§ WHAT IS EXPECTED
Format all of the records below as a numbered list, leaving out any blank lines.
------ ENTRIES SUPPLIED
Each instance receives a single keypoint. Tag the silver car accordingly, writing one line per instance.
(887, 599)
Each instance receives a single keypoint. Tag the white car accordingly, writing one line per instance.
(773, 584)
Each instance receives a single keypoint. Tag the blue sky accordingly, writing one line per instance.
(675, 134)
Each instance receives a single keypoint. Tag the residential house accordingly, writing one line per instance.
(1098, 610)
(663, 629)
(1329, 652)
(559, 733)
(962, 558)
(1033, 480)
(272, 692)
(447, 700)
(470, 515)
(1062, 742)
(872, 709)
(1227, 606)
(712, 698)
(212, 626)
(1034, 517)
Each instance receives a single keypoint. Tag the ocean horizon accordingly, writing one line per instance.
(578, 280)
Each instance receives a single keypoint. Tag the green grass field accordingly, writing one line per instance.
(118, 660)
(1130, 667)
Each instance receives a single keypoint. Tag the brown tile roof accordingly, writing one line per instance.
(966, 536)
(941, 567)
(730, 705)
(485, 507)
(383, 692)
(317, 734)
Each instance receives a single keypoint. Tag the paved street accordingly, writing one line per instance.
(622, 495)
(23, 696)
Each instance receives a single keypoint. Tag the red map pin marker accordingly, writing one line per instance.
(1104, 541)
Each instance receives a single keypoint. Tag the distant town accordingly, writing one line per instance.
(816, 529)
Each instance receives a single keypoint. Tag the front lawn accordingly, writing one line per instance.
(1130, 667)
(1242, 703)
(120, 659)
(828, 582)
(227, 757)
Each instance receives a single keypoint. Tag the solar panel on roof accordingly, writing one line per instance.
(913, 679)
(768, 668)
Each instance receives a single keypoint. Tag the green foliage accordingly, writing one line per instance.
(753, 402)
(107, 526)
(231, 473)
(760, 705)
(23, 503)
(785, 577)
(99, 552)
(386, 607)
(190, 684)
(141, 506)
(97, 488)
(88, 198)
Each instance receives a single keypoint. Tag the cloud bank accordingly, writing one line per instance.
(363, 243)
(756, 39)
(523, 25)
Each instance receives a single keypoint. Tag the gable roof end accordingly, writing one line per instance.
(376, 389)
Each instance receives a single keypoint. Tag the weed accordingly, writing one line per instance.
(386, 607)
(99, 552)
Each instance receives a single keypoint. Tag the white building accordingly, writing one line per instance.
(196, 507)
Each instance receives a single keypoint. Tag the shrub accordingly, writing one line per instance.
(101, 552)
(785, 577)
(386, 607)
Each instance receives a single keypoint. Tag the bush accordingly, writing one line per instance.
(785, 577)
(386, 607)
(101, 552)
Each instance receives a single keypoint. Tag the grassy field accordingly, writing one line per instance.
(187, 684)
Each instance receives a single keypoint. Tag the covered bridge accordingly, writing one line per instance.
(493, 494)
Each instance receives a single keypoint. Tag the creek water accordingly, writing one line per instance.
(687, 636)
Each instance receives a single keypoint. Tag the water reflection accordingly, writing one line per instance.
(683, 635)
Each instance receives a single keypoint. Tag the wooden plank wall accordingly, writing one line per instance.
------------
§ CORRECT OUTPUT
1. Each instance receives a single keypoint. Tag the silver car accordingly, writing one line per instance.
2. (887, 599)
3. Each instance receives a single keypoint. Tag the white car accordingly, writing one line per instance.
4. (773, 584)
5. Each instance receives a single keypoint. Tag the blue sky accordingly, writing one line per instance.
6. (675, 134)
7. Each instance receives a single keypoint. Tag the residential house accordingly, writing one line per instance.
8. (1098, 610)
9. (663, 629)
10. (1329, 652)
11. (559, 733)
12. (962, 558)
13. (1033, 480)
14. (272, 692)
15. (447, 700)
16. (470, 515)
17. (1062, 742)
18. (872, 709)
19. (1227, 606)
20. (712, 698)
21. (212, 626)
22. (1034, 517)
23. Each instance receives a single keypoint. Tag the ocean horizon accordingly, writing one line per instance.
24. (578, 280)
25. Each instance receives a single keypoint. Tag the green grass field accordingly, writing one line per instance.
26. (118, 660)
27. (1130, 667)
28. Each instance receives a single keypoint. Tag the brown tile roof accordingly, writing one line per instance.
29. (966, 536)
30. (941, 567)
31. (730, 705)
32. (485, 507)
33. (383, 692)
34. (317, 734)
35. Each instance receives a single keypoint. Tag the paved street accordingly, writing one line per instance.
36. (622, 495)
37. (23, 696)
38. Each instance receives a single keypoint. Tag the red map pin marker accordingly, writing one line per instance.
39. (1104, 541)
40. Each instance receives a single keypoint. Tag the distant town accordingly, writing one line per instance.
41. (816, 529)
42. Each instance receives a single keypoint. Tag the front lawn accordingly, writing one line per instance.
43. (1130, 667)
44. (1242, 703)
45. (120, 659)
46. (828, 582)
47. (227, 757)
48. Each instance receives a single keypoint. Tag the solar panel on roof accordingly, writing one line per instance.
49. (913, 679)
50. (768, 668)
51. Each instance receives a single keypoint. Tag the green foliage accordingly, writing one line per instance.
52. (753, 402)
53. (107, 526)
54. (231, 473)
55. (760, 705)
56. (23, 503)
57. (785, 577)
58. (99, 552)
59. (386, 607)
60. (190, 684)
61. (141, 506)
62. (97, 488)
63. (88, 198)
64. Each instance receives a single keypoint. Tag the cloud bank accordingly, writing one line per instance.
65. (363, 243)
66. (756, 39)
67. (523, 25)
68. Each instance receives a single keypoint. Tag the gable roof end accordingly, writing one line per instance.
69. (376, 389)
70. Each instance receives a single keypoint. Tag the weed accordingly, writing one line per instance.
71. (386, 607)
72. (99, 552)
73. Each instance receives a single keypoint. Tag the white building accordingly, writing one line per instance.
74. (196, 507)
75. Each instance receives a single keypoint. Tag the shrub accordingly, writing one line per instance.
76. (101, 552)
77. (785, 577)
78. (386, 607)
79. Each instance receives a single keypoint. Tag the bush accordingly, writing one line per instance.
80. (785, 577)
81. (386, 607)
82. (101, 552)
83. Each instance receives a single keypoint. Tag the grassy field accordingly, writing one line per instance.
84. (187, 684)
85. Each instance receives a single keypoint. Tag the covered bridge accordingly, writing one line per instance.
86. (493, 494)
87. Each instance receives a single keypoint. Tag the creek water accordingly, writing one line per instance.
88. (687, 636)
89. Each instance receives a single keypoint. Tag the water reflection accordingly, writing one line per instance.
90. (683, 635)
91. Each instance receives a single keypoint. Tag the wooden plank wall accordingly, writing one line per instance.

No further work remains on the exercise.